*SHORT PROBLEM:* Copy out, word for word, the lines of the records starting at the line that contains "Could you please detect the doorway" and ending at the line that contains "[304,280,380,332]", including both of those lines.

Image region labeling records:
# # # # #
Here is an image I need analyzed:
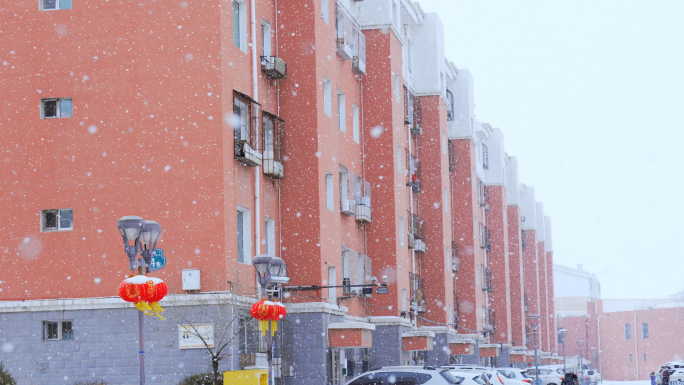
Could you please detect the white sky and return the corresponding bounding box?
[419,0,684,298]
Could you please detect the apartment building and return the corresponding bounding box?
[0,0,557,385]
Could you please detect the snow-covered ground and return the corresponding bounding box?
[603,380,651,385]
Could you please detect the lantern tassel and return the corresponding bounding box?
[134,301,153,315]
[259,320,268,336]
[149,302,164,313]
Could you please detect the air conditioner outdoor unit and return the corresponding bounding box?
[340,199,356,216]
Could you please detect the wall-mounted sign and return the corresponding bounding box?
[178,324,214,349]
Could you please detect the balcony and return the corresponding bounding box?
[356,180,371,223]
[261,56,287,79]
[409,273,427,313]
[262,112,285,179]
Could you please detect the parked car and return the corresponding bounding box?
[527,368,563,385]
[345,366,462,385]
[496,368,532,384]
[583,369,601,384]
[449,369,500,385]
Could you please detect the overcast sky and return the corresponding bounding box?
[419,0,684,298]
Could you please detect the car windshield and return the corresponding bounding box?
[439,369,463,384]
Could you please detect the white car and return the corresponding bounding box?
[345,366,459,385]
[526,368,563,385]
[449,369,500,385]
[496,368,532,384]
[582,369,601,384]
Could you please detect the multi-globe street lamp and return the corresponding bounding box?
[116,215,162,385]
[527,314,542,385]
[577,340,584,375]
[252,254,290,379]
[558,329,568,373]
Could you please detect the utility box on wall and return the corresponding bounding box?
[183,269,200,291]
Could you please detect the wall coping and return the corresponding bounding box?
[328,322,375,330]
[0,292,260,313]
[401,330,435,338]
[370,316,413,328]
[286,302,348,316]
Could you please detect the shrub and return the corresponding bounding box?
[178,373,214,385]
[0,362,17,385]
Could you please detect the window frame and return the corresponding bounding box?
[231,0,247,53]
[40,98,74,119]
[41,319,74,341]
[38,0,72,11]
[337,89,347,133]
[235,206,252,265]
[40,208,74,233]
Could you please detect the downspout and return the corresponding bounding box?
[275,0,283,258]
[249,0,261,255]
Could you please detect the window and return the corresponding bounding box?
[397,144,406,174]
[237,207,252,264]
[264,217,276,257]
[41,0,71,11]
[40,98,73,119]
[43,321,74,341]
[342,247,352,294]
[352,104,360,143]
[232,92,255,156]
[261,19,271,56]
[340,165,349,210]
[328,266,337,305]
[40,209,74,232]
[323,77,332,117]
[399,217,406,246]
[321,0,330,24]
[337,90,347,132]
[401,289,406,311]
[625,324,632,340]
[325,172,335,211]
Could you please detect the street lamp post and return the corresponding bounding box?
[252,254,290,383]
[527,314,542,385]
[116,215,162,385]
[577,340,584,376]
[558,329,568,374]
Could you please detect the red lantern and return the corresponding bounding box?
[147,277,169,302]
[119,275,154,303]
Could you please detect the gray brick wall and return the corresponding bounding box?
[0,305,239,385]
[427,333,451,365]
[281,313,343,385]
[370,326,410,369]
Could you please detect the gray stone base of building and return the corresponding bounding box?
[0,305,239,385]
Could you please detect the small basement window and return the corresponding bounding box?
[40,98,73,119]
[43,321,74,341]
[40,0,71,11]
[40,209,74,232]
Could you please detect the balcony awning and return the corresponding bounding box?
[480,344,499,357]
[401,331,435,352]
[328,322,375,348]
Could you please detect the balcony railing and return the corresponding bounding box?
[261,56,287,79]
[409,273,426,313]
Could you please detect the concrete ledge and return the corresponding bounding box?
[286,302,348,315]
[328,322,375,330]
[371,316,413,328]
[0,292,260,313]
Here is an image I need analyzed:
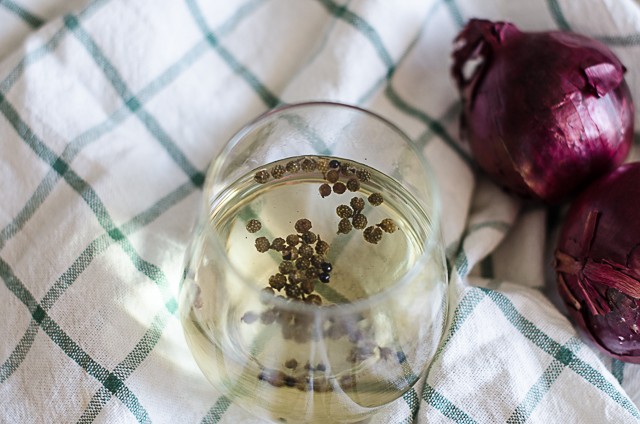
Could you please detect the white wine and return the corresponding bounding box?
[181,156,447,422]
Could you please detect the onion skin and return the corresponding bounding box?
[452,19,634,204]
[554,162,640,363]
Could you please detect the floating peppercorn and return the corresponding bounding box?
[302,231,318,244]
[298,241,314,258]
[305,294,322,305]
[363,227,382,244]
[240,311,258,324]
[285,160,300,174]
[295,218,313,233]
[356,169,371,183]
[349,197,364,213]
[269,273,287,290]
[284,358,298,370]
[333,181,347,194]
[278,261,296,275]
[337,218,353,234]
[260,287,276,303]
[347,178,360,191]
[296,258,311,270]
[271,237,286,252]
[253,169,270,184]
[271,165,287,180]
[304,267,319,282]
[320,262,333,272]
[318,183,331,199]
[316,237,329,255]
[351,213,368,230]
[311,255,326,269]
[378,218,398,233]
[336,205,353,218]
[247,219,262,233]
[255,237,271,253]
[284,284,302,299]
[287,234,300,246]
[324,169,340,184]
[369,193,383,206]
[282,246,299,261]
[300,158,316,172]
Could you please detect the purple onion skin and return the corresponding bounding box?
[452,19,634,204]
[554,162,640,363]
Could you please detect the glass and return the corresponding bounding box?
[180,103,448,423]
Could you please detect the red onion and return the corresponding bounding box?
[555,162,640,363]
[452,19,634,203]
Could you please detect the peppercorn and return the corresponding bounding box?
[278,261,296,275]
[316,159,329,172]
[336,218,353,234]
[351,213,367,230]
[316,237,329,255]
[271,237,286,252]
[271,165,287,180]
[240,311,258,324]
[282,247,299,261]
[247,219,262,233]
[298,241,314,258]
[255,237,271,253]
[311,255,326,268]
[295,218,312,233]
[363,227,382,244]
[302,231,318,244]
[289,270,306,284]
[347,178,360,191]
[378,218,398,233]
[333,181,347,194]
[336,205,353,218]
[318,183,331,199]
[287,234,300,246]
[296,258,311,270]
[340,162,356,177]
[284,284,302,299]
[324,169,340,184]
[356,169,371,183]
[253,169,270,184]
[269,273,287,290]
[305,294,322,305]
[285,160,300,174]
[260,287,276,303]
[350,197,364,213]
[304,267,319,282]
[369,193,383,206]
[300,158,316,172]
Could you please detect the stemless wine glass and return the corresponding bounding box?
[180,102,448,423]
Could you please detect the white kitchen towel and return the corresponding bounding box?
[0,0,640,423]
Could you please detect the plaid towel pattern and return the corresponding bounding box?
[0,0,640,423]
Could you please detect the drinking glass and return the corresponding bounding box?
[180,102,448,423]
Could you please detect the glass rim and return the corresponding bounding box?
[203,101,448,315]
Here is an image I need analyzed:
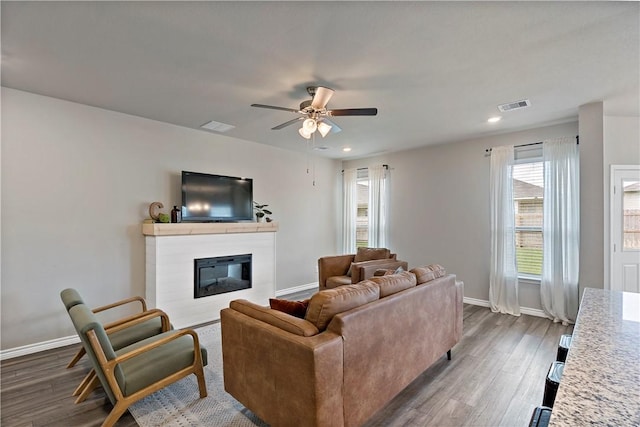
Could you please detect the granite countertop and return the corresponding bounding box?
[549,288,640,427]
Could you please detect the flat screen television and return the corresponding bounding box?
[182,171,253,222]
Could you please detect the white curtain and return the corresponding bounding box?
[489,146,520,316]
[540,138,580,325]
[368,165,389,248]
[342,169,358,254]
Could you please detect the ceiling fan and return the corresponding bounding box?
[251,86,378,139]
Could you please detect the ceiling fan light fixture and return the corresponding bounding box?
[298,126,311,139]
[318,122,331,138]
[302,118,318,135]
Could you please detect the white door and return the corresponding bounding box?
[610,165,640,292]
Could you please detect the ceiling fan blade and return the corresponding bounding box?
[271,117,304,130]
[327,108,378,117]
[311,86,333,110]
[320,117,342,133]
[251,104,300,113]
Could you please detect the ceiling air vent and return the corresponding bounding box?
[498,99,531,113]
[200,120,235,132]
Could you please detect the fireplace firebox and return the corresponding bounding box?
[193,254,251,298]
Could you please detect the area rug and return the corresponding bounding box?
[129,323,268,427]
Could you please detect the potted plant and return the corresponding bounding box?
[253,200,273,222]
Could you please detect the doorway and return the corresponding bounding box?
[609,165,640,293]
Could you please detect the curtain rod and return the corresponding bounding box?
[484,135,580,154]
[342,165,389,173]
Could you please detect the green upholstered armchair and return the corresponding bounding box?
[60,288,172,368]
[69,304,207,427]
[60,288,173,403]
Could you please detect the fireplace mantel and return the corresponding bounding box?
[142,222,278,236]
[142,222,278,328]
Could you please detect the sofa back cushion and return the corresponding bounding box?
[411,264,447,285]
[305,281,380,331]
[229,299,319,337]
[369,271,416,298]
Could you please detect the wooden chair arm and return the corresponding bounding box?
[91,297,147,313]
[104,308,171,335]
[107,329,200,366]
[87,329,202,406]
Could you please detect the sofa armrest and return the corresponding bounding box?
[220,308,344,427]
[351,259,409,283]
[318,254,356,290]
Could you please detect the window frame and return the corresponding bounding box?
[512,144,544,285]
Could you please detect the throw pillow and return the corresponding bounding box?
[269,298,309,319]
[369,271,416,298]
[373,268,395,277]
[353,248,391,262]
[411,264,447,285]
[304,280,380,332]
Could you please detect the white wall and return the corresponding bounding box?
[0,88,340,350]
[603,116,640,289]
[578,102,606,300]
[343,122,580,310]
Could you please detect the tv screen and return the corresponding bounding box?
[182,171,253,222]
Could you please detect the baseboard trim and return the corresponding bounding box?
[0,335,80,360]
[276,282,318,297]
[462,297,548,318]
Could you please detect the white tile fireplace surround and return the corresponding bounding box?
[142,222,278,328]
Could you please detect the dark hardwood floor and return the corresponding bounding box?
[0,302,573,427]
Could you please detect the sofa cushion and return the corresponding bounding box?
[229,299,319,337]
[353,248,391,262]
[304,281,380,331]
[325,276,351,288]
[369,270,416,298]
[411,264,447,285]
[269,298,309,319]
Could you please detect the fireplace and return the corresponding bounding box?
[193,254,251,298]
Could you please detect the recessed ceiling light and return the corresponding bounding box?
[200,120,235,132]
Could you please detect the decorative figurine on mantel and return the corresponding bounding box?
[253,200,273,222]
[149,202,170,223]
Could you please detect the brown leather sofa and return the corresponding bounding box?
[318,248,408,290]
[220,268,463,427]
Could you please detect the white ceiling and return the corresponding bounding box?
[1,1,640,159]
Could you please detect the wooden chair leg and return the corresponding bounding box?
[195,366,207,398]
[67,347,87,369]
[72,369,96,396]
[76,375,100,403]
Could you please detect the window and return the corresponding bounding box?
[513,153,544,280]
[356,169,369,248]
[622,180,640,250]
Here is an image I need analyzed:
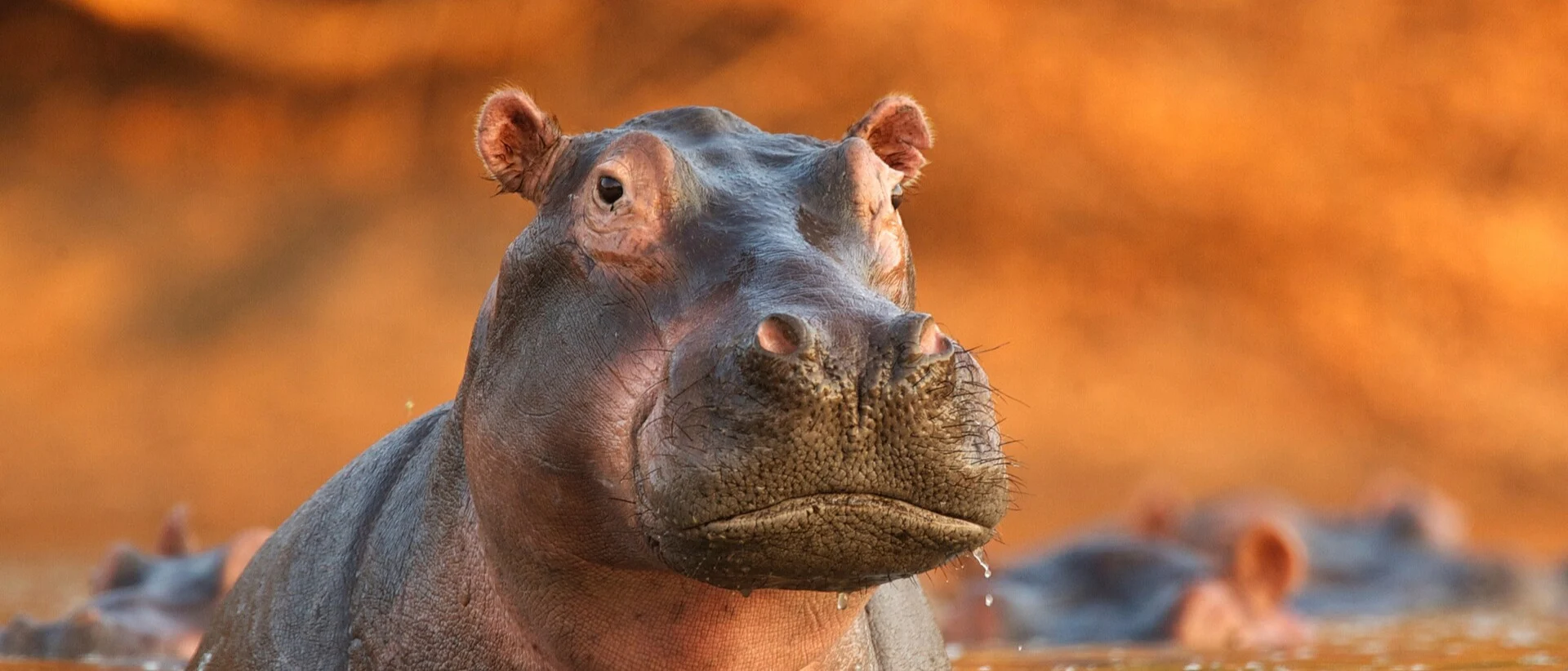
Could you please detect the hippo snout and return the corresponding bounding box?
[638,310,1007,591]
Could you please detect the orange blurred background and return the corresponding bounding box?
[0,0,1568,571]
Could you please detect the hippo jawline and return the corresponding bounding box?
[658,492,994,591]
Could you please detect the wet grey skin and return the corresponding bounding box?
[1294,509,1524,616]
[191,91,1009,669]
[1179,499,1526,616]
[985,535,1220,646]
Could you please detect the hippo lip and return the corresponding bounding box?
[685,492,990,533]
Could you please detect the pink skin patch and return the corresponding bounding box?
[920,320,953,356]
[757,315,800,356]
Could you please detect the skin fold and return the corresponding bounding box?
[191,91,1009,669]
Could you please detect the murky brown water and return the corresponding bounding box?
[955,615,1568,671]
[0,615,1568,671]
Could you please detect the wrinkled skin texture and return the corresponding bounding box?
[193,91,1007,669]
[0,509,268,664]
[1141,489,1527,616]
[944,527,1307,651]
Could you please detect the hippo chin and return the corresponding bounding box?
[193,91,1009,669]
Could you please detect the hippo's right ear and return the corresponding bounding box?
[844,96,933,180]
[220,528,273,593]
[474,89,566,202]
[154,504,196,557]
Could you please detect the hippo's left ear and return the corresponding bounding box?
[1231,519,1307,611]
[474,89,566,202]
[844,96,931,179]
[154,504,196,557]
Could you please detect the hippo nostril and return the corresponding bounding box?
[915,318,953,356]
[757,313,811,356]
# # # # #
*TASK OUTPUT:*
Could you please detect the doorway and return the corresponding bounding box?
[609,165,640,293]
Could you please detect the curtain rod and return the corresponding bounding box?
[484,135,580,154]
[342,165,389,173]
Could you please detect the green upholstered armchair and return the corresponding bounding box?
[60,288,172,368]
[69,304,207,427]
[60,288,173,403]
Could you please detect the fireplace mantel and return the corresponding bounding box?
[142,222,278,236]
[142,222,278,328]
Could you please detect the sofa back cushion and return the corresponding bounding box?
[411,264,447,285]
[305,281,380,331]
[229,299,319,337]
[369,271,416,298]
Could you please detect the wooden chair arm and return the corresponding bounding box?
[91,297,147,313]
[104,308,171,335]
[107,329,200,366]
[87,329,202,406]
Could you please detect the sofa armrest and return the corresponding bounding box?
[220,308,344,427]
[351,259,409,283]
[318,254,356,290]
Could you please detect the window frame and return the corresponding bounding box?
[512,144,544,285]
Could you please detect the throw pillow and return the corresponding bounding box?
[269,298,309,319]
[369,271,416,298]
[373,268,395,277]
[353,248,391,262]
[411,264,447,285]
[304,280,380,332]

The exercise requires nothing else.